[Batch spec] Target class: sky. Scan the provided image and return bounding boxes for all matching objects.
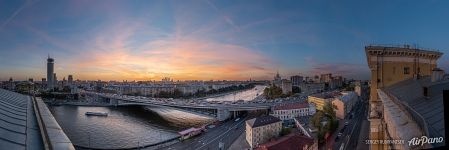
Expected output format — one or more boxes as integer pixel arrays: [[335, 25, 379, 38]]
[[0, 0, 449, 81]]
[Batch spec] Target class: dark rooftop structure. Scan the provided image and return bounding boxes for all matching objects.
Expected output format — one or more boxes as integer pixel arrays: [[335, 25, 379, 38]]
[[0, 89, 44, 149], [256, 133, 314, 150], [246, 115, 281, 128], [0, 89, 74, 150], [310, 92, 342, 99], [385, 76, 449, 147]]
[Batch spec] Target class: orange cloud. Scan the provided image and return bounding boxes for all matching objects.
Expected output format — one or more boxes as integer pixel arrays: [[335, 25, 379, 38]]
[[69, 36, 272, 80]]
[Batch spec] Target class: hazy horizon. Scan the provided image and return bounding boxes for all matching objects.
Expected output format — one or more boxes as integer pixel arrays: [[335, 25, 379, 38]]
[[0, 0, 449, 81]]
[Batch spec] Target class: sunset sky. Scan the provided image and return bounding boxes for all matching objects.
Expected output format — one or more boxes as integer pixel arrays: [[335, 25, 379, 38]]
[[0, 0, 449, 80]]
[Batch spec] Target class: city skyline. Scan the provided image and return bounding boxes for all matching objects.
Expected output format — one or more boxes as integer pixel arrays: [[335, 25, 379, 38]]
[[0, 0, 449, 81]]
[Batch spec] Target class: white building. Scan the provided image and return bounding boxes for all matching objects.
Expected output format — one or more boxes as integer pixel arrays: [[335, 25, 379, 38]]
[[332, 91, 358, 119], [246, 115, 282, 148], [270, 102, 316, 125]]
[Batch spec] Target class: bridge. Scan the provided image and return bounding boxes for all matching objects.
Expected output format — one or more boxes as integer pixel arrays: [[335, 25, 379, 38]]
[[82, 91, 278, 121]]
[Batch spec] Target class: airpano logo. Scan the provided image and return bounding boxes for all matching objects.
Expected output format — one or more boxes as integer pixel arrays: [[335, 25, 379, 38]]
[[408, 136, 443, 146]]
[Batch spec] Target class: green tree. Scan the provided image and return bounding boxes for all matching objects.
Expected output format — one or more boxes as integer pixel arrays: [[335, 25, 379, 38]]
[[279, 128, 292, 136], [292, 86, 301, 93]]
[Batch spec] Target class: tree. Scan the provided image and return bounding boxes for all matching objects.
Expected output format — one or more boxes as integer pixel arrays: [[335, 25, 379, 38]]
[[292, 86, 301, 93], [323, 102, 336, 120], [310, 111, 324, 128], [279, 128, 292, 136]]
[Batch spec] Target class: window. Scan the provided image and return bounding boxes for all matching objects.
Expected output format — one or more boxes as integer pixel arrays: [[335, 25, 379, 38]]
[[404, 67, 410, 74]]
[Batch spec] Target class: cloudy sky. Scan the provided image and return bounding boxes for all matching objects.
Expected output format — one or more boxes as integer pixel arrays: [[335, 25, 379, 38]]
[[0, 0, 449, 80]]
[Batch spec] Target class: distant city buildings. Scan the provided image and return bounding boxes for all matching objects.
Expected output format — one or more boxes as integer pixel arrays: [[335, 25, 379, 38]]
[[47, 56, 56, 90], [245, 115, 282, 148], [105, 78, 249, 97], [67, 75, 73, 86], [271, 71, 282, 87], [290, 75, 304, 87], [271, 72, 292, 94]]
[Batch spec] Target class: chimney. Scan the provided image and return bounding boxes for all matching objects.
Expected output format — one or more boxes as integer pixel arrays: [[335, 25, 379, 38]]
[[431, 68, 444, 82]]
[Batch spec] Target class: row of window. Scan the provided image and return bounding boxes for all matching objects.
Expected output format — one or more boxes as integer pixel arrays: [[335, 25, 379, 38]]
[[274, 108, 309, 115], [393, 67, 421, 74]]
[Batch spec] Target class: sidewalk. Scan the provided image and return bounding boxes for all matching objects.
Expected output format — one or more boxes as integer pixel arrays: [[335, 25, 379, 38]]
[[228, 132, 251, 150]]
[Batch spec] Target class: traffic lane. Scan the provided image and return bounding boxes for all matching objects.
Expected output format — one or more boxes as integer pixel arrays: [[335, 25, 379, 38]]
[[162, 120, 238, 150], [201, 125, 244, 150], [192, 121, 238, 149], [345, 101, 365, 149], [333, 102, 365, 149], [196, 117, 247, 149], [348, 101, 368, 148]]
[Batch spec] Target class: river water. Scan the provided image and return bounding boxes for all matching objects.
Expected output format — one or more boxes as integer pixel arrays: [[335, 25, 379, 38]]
[[49, 86, 264, 149]]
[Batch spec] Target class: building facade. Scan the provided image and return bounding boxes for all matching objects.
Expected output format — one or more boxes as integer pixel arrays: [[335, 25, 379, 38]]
[[307, 92, 342, 110], [245, 115, 282, 148], [290, 75, 303, 87], [365, 45, 443, 150], [270, 102, 316, 125], [281, 79, 292, 94], [332, 91, 358, 119]]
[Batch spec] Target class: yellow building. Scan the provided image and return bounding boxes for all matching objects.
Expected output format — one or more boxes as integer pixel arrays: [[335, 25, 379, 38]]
[[307, 92, 342, 110], [246, 115, 282, 148], [365, 45, 443, 149]]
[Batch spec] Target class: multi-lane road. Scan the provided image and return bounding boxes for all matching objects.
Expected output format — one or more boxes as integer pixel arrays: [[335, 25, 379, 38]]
[[330, 98, 368, 150], [162, 118, 247, 150]]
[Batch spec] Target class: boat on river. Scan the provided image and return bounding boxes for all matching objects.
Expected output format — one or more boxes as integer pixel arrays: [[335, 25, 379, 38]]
[[85, 111, 108, 116]]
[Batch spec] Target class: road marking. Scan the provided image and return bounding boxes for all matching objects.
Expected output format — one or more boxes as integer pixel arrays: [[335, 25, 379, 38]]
[[195, 117, 247, 150]]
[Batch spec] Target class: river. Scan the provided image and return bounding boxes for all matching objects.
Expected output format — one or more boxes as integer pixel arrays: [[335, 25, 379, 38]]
[[49, 86, 264, 149]]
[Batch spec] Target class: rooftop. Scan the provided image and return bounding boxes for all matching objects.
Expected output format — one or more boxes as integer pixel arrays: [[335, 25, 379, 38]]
[[256, 133, 314, 150], [0, 89, 44, 149], [385, 76, 449, 147], [310, 92, 342, 99], [365, 45, 443, 56], [246, 115, 281, 128], [273, 102, 309, 110]]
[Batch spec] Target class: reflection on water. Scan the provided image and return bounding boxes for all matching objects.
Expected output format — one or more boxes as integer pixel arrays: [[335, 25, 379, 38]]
[[206, 85, 266, 101], [50, 106, 213, 148]]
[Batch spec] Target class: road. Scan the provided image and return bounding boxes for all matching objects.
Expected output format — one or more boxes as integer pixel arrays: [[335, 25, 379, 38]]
[[329, 98, 368, 150], [162, 118, 246, 150]]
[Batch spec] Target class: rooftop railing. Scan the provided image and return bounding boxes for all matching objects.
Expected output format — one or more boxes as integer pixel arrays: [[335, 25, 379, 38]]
[[382, 90, 429, 139]]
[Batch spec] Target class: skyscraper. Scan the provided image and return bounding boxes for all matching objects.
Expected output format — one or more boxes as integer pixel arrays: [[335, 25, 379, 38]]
[[47, 55, 55, 90], [68, 75, 73, 86]]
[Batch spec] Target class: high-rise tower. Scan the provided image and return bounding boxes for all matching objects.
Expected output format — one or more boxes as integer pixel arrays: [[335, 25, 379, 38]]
[[47, 55, 55, 90]]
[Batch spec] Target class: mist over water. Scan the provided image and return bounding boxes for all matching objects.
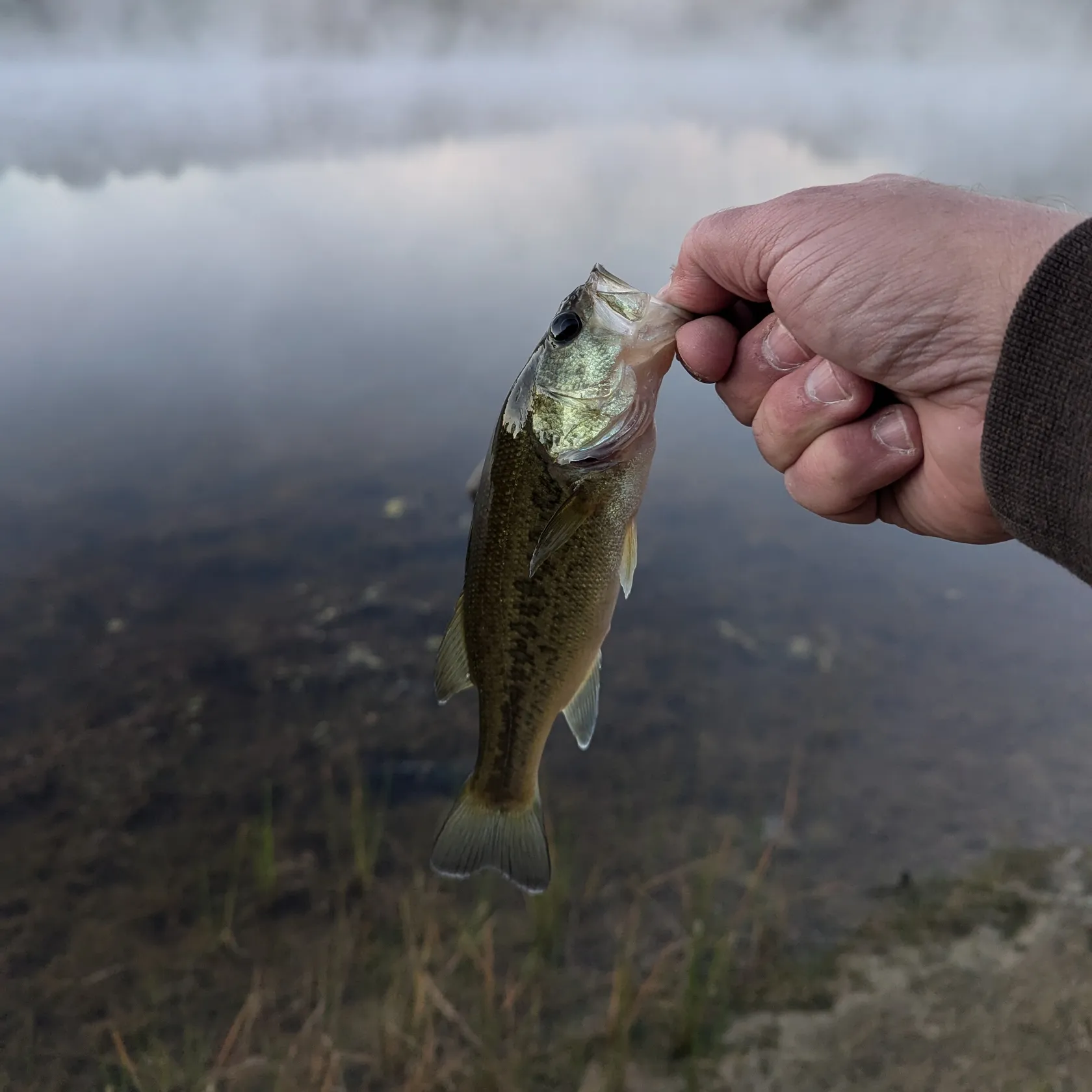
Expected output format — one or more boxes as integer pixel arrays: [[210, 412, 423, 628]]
[[0, 0, 1092, 1087]]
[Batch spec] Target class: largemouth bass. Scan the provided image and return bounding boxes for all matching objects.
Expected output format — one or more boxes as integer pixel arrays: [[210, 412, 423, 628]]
[[432, 265, 690, 892]]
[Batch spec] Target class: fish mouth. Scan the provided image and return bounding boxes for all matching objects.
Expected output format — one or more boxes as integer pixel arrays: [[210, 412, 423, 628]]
[[585, 265, 694, 352]]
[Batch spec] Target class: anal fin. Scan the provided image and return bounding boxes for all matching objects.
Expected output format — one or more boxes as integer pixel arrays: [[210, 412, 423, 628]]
[[565, 649, 603, 750], [432, 595, 473, 705]]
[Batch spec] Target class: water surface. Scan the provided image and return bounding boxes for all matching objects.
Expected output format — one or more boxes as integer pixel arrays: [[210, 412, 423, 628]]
[[0, 61, 1092, 1087]]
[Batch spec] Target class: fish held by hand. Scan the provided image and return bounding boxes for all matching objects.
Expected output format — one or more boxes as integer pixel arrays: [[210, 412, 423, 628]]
[[432, 265, 691, 892]]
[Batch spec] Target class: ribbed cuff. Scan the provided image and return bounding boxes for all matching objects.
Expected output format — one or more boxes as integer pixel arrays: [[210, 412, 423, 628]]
[[982, 220, 1092, 583]]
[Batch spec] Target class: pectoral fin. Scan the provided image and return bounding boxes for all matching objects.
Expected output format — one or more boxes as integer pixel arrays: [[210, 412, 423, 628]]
[[565, 649, 603, 750], [618, 517, 636, 599], [434, 595, 473, 705], [527, 489, 596, 577]]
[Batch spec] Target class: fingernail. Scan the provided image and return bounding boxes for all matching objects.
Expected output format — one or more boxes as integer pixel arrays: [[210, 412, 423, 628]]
[[872, 408, 914, 456], [675, 352, 716, 384], [803, 360, 850, 406], [762, 319, 808, 371]]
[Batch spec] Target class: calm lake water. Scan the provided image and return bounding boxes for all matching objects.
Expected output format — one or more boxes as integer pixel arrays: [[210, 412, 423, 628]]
[[0, 58, 1092, 1087]]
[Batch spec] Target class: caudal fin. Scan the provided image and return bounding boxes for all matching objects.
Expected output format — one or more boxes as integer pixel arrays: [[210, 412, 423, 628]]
[[432, 788, 551, 894]]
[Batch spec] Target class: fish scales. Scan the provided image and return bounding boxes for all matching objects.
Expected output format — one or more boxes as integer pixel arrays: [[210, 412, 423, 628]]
[[432, 265, 689, 892], [463, 426, 640, 807]]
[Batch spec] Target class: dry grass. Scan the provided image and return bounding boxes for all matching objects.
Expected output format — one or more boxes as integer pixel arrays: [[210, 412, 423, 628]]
[[79, 755, 821, 1092]]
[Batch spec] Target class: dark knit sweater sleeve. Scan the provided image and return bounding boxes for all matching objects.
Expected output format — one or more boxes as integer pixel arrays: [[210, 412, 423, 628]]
[[982, 220, 1092, 584]]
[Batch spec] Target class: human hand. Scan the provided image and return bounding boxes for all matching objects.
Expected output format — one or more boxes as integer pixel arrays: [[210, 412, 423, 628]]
[[660, 175, 1084, 543]]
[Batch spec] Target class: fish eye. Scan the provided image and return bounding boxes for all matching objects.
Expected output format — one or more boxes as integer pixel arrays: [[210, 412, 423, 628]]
[[549, 311, 583, 345]]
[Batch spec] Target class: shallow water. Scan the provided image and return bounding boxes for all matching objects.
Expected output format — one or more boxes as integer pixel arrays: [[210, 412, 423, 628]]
[[0, 61, 1092, 1083]]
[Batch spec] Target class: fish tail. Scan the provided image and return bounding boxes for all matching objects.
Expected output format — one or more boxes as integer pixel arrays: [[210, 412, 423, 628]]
[[432, 785, 551, 894]]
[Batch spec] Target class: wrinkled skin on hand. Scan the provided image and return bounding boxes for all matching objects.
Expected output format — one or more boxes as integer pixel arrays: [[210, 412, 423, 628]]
[[660, 175, 1084, 543]]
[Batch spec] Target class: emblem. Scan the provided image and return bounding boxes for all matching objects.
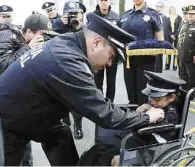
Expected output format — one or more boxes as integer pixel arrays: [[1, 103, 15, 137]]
[[69, 3, 76, 8], [120, 18, 127, 23], [143, 15, 151, 22], [2, 6, 8, 11], [47, 22, 52, 30]]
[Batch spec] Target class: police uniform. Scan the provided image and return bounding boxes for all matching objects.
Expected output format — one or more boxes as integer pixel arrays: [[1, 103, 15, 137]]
[[118, 4, 163, 104], [78, 71, 186, 166], [177, 6, 195, 90], [0, 5, 13, 15], [94, 5, 119, 102], [0, 13, 150, 166]]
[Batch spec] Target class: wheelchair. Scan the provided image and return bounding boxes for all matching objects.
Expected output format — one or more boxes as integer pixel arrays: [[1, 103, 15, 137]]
[[95, 88, 195, 166]]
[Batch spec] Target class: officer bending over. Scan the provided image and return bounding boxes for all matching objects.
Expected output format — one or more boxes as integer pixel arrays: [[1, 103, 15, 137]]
[[177, 5, 195, 90], [0, 13, 164, 166]]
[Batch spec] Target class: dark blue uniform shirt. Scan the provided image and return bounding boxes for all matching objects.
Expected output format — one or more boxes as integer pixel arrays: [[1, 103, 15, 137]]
[[0, 31, 149, 134], [118, 4, 163, 40]]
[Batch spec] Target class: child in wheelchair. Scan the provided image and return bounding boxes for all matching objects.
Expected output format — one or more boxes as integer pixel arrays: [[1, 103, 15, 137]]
[[77, 71, 185, 166]]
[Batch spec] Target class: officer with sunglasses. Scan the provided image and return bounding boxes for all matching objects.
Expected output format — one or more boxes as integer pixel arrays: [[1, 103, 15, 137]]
[[0, 5, 13, 23]]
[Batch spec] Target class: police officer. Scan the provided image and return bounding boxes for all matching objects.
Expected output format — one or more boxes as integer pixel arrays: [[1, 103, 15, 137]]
[[0, 5, 13, 23], [52, 1, 86, 33], [94, 0, 119, 102], [0, 13, 164, 166], [118, 0, 164, 104], [177, 5, 195, 90], [42, 1, 61, 19]]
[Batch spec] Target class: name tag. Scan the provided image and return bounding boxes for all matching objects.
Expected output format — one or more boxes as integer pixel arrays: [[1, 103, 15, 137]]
[[120, 18, 127, 23]]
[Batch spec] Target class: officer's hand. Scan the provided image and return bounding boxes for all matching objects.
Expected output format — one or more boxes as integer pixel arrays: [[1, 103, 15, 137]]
[[146, 107, 165, 123], [171, 35, 176, 41], [61, 15, 68, 24], [136, 104, 152, 112], [28, 35, 44, 48], [111, 155, 119, 166]]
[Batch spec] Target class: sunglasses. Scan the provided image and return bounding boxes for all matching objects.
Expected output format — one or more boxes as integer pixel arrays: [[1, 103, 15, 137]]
[[2, 15, 11, 19]]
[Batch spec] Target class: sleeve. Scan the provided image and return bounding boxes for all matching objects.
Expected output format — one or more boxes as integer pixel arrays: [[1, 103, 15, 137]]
[[0, 34, 30, 72], [46, 55, 149, 130], [152, 12, 163, 32], [51, 18, 69, 33], [155, 108, 179, 140], [174, 16, 182, 38]]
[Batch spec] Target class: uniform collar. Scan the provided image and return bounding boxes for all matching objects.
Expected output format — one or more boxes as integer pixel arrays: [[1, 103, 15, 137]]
[[95, 5, 111, 16], [130, 2, 148, 14], [75, 30, 87, 55]]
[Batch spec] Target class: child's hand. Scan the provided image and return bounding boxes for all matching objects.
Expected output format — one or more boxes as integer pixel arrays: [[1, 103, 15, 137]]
[[111, 155, 119, 167], [136, 104, 152, 112]]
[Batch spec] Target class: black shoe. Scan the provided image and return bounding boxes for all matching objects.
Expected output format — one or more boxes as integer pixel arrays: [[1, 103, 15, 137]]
[[62, 117, 71, 126], [74, 120, 83, 139], [22, 160, 33, 166]]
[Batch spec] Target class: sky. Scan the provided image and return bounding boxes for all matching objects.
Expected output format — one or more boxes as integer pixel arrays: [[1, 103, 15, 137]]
[[0, 0, 195, 25]]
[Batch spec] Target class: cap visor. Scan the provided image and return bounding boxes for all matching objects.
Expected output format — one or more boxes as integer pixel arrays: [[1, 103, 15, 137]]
[[142, 88, 168, 98]]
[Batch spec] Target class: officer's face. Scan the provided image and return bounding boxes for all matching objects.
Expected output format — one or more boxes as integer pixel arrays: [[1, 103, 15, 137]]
[[188, 13, 195, 22], [151, 94, 176, 108], [133, 0, 144, 5], [183, 14, 188, 21], [169, 6, 176, 15], [0, 14, 12, 23], [87, 37, 116, 73], [156, 2, 164, 13], [98, 0, 110, 10]]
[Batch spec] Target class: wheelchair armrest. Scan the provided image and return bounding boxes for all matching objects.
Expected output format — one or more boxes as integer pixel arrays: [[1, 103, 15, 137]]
[[137, 124, 182, 135], [118, 104, 139, 110]]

> Challenge: Render the data between the lines holding "[Batch spec] Target class: fish scales." and "[[432, 265, 689, 892], [463, 426, 640, 807]]", inclusive, as a two-column CSV with the headers spec and boxes. Put the spec text under spec and the box list that follows it under boxes, each as one quoted field with line breaks turned into spaces.

> Solution to this exercise:
spec,boxes
"[Batch spec] Target class: fish scales. Scan the provided image and return bounding boxes for all matching objects. Expected output format — one or more boxes as integer pixel arrays: [[210, 412, 423, 628]]","[[432, 265, 689, 892], [463, 426, 640, 807]]"